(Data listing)
_____
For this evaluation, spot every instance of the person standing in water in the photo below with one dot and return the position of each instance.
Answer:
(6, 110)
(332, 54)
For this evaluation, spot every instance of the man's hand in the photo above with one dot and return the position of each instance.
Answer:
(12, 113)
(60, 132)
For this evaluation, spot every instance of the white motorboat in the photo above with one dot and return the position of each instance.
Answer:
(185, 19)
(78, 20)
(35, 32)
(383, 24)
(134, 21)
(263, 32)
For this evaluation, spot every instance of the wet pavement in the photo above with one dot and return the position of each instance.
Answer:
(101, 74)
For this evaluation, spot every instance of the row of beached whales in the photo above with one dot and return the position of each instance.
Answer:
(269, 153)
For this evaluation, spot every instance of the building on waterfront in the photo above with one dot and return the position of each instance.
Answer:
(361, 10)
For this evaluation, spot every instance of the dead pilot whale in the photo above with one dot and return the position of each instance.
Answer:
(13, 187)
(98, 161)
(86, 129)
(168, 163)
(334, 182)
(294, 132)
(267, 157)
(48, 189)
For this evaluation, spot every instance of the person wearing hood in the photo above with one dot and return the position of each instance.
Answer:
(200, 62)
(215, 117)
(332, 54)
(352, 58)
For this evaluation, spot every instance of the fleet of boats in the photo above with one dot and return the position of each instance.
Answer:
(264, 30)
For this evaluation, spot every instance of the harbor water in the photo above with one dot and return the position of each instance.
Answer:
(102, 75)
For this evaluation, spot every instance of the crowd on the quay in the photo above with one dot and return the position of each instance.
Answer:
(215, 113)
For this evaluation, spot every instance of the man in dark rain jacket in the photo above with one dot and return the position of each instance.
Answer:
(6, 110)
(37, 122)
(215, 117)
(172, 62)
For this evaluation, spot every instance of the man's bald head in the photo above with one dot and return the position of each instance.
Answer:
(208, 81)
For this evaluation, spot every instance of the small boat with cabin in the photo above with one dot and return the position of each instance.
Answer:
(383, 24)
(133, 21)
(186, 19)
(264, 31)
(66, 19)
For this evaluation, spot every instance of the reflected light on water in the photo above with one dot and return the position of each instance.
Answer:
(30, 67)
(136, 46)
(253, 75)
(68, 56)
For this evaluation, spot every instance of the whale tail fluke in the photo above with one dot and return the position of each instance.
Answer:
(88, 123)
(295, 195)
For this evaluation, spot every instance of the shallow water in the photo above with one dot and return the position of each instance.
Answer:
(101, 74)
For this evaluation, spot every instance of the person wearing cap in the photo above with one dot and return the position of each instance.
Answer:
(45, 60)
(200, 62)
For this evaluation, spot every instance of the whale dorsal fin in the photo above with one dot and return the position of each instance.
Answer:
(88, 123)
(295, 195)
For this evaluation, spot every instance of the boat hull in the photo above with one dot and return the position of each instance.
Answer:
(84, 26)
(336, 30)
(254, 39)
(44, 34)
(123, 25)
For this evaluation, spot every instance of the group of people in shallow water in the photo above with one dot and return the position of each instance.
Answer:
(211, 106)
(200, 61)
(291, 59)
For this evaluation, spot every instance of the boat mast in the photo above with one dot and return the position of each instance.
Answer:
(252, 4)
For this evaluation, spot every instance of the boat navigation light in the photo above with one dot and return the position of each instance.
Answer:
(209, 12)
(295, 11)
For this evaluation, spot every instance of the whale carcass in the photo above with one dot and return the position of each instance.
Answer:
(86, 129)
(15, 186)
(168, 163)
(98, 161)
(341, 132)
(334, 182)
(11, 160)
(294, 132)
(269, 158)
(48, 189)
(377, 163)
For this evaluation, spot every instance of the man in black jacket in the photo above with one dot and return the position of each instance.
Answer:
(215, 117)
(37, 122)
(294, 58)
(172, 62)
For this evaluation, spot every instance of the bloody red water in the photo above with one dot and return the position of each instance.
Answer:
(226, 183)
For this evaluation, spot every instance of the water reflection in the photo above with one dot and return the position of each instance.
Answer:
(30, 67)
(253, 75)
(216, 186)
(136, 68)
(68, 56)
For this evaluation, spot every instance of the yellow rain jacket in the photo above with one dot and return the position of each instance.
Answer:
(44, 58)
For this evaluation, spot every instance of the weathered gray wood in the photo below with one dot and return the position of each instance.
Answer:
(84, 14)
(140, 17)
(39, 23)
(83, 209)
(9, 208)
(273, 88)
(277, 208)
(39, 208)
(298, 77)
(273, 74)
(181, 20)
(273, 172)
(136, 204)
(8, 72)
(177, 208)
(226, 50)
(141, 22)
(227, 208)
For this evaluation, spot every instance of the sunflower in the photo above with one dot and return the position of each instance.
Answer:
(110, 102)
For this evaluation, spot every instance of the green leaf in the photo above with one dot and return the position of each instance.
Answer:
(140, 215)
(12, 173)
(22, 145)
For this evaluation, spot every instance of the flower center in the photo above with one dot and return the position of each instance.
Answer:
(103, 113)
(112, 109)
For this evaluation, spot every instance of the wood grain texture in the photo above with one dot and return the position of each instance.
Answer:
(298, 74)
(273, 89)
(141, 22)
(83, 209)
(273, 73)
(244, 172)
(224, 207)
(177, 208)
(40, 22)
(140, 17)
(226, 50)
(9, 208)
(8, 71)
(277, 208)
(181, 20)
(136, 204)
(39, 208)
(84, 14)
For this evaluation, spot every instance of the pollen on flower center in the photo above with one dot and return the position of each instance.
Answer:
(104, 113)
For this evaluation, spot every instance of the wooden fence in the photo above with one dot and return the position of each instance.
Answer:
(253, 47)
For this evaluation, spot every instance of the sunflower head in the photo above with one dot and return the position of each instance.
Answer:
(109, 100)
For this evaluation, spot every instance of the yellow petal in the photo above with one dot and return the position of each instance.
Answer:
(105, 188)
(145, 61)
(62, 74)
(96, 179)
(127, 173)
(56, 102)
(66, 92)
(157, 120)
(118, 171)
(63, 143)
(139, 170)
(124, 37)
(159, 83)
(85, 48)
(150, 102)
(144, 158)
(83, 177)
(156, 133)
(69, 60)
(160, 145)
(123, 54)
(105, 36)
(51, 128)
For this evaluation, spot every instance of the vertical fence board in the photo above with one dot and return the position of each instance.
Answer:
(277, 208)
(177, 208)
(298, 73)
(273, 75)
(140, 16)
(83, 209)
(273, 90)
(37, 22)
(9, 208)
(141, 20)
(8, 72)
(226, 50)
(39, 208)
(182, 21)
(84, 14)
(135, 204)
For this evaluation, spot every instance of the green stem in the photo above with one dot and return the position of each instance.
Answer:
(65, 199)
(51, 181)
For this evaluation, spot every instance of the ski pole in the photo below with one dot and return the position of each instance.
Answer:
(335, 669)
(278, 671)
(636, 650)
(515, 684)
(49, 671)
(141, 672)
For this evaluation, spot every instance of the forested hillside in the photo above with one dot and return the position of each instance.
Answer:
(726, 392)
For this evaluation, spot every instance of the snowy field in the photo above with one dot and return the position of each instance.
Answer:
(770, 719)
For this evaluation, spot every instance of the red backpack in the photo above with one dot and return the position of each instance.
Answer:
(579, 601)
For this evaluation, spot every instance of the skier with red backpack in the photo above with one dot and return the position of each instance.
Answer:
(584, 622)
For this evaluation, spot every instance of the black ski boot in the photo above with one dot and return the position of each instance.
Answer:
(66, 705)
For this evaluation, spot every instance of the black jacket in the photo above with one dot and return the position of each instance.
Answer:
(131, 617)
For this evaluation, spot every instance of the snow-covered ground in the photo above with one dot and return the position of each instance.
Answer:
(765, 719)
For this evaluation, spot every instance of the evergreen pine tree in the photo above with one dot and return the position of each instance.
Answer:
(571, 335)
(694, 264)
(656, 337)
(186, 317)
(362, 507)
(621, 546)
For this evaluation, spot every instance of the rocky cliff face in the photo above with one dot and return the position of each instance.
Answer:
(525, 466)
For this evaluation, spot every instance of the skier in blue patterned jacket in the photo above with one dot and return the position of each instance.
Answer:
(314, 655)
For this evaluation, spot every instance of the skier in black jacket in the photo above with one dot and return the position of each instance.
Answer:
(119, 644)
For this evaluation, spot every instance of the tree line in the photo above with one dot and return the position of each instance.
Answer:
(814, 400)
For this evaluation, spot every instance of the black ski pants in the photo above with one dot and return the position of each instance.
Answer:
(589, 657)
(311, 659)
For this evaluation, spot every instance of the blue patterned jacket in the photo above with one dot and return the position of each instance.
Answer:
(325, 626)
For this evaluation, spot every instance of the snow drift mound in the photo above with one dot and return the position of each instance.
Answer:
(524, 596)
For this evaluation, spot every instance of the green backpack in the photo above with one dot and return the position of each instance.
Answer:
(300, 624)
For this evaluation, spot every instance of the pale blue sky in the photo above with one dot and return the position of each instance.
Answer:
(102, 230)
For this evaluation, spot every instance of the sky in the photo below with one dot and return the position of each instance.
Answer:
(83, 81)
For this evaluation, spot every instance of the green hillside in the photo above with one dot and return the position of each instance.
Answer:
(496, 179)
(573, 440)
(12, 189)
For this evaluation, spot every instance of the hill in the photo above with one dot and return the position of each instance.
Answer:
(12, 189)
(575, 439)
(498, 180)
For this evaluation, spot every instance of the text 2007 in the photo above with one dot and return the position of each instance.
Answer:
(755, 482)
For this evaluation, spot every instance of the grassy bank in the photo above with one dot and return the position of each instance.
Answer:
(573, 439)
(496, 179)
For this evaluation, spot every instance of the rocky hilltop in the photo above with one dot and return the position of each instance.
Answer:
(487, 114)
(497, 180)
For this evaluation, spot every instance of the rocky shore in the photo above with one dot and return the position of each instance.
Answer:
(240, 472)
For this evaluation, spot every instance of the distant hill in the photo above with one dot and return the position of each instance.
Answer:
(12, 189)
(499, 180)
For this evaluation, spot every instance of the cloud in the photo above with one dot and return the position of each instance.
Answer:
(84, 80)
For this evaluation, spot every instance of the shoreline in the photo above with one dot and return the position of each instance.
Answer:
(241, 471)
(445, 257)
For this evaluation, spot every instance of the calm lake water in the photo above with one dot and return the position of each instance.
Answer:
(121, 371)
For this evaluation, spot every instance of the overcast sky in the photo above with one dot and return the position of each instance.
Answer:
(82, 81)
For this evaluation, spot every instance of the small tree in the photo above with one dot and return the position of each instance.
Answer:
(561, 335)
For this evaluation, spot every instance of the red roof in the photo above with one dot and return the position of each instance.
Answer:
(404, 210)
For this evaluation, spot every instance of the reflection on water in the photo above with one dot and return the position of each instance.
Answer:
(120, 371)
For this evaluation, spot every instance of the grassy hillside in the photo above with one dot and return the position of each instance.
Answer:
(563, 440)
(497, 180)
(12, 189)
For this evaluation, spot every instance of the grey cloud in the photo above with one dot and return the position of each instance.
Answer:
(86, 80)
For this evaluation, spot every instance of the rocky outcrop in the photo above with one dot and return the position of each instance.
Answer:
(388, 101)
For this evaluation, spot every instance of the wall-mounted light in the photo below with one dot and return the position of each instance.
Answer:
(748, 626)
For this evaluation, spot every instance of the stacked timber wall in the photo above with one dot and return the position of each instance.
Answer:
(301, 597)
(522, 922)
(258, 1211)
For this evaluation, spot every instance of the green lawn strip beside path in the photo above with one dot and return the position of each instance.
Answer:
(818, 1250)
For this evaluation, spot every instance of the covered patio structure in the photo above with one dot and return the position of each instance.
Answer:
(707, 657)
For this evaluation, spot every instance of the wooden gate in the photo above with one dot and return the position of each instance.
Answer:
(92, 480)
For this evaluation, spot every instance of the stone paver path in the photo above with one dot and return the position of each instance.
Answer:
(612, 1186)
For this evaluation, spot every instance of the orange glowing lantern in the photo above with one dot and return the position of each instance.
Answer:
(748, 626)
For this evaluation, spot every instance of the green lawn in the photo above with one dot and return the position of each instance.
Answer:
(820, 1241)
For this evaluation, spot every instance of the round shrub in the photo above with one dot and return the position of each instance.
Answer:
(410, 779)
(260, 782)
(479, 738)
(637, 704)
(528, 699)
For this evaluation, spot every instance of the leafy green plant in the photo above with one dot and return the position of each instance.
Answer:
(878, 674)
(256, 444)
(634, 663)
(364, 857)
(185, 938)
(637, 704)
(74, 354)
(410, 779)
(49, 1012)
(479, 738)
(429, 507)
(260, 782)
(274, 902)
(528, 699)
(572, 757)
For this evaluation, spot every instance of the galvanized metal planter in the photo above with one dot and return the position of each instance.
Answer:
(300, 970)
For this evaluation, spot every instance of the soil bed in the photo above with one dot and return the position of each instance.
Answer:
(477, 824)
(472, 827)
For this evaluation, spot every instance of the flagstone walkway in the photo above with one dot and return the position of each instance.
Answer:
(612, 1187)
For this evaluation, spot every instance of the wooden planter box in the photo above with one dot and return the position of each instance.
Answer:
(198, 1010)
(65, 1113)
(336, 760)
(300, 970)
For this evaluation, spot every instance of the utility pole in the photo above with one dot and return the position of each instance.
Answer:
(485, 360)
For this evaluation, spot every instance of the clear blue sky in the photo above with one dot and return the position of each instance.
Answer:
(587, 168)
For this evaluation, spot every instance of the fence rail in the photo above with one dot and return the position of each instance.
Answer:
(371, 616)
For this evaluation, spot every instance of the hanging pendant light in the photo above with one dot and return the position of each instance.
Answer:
_____
* **Directions**
Can you edit the part of the data that opens with the line containing "For this evaluation, spot every instance of the red roof" and closes with the line containing "(258, 1211)", so that "rocky outcrop" becomes "stone outcrop" and nothing else changes?

* **Written answer**
For this evaluation, spot every instance of the red roof in the photo above with one dot and return the position of each instance.
Answer:
(404, 210)
For this evaluation, spot every instance of the reflection on water in the photo above with one dot and return the position of each instance.
Answer:
(120, 371)
For this evaluation, spot every instance of the grassy hillside in the photo above with one dot and return the position of each instance.
Answer:
(563, 440)
(497, 180)
(12, 189)
For this evaluation, spot every instance of the grey cloud in the photo above with one dot and return the position of each instance.
Answer:
(86, 80)
For this evaluation, spot every instance of the stone outcrop in the photo above with one dot and return the position of each instance.
Answer:
(388, 101)
For this evaluation, spot every instance of the wall-mounted light in the photo below with one dot and return the position of each instance.
Answer:
(748, 626)
For this evaluation, spot every instance of the stacked timber wall in the photo above with one dot and return the position of each instance.
Answer:
(301, 597)
(522, 922)
(258, 1211)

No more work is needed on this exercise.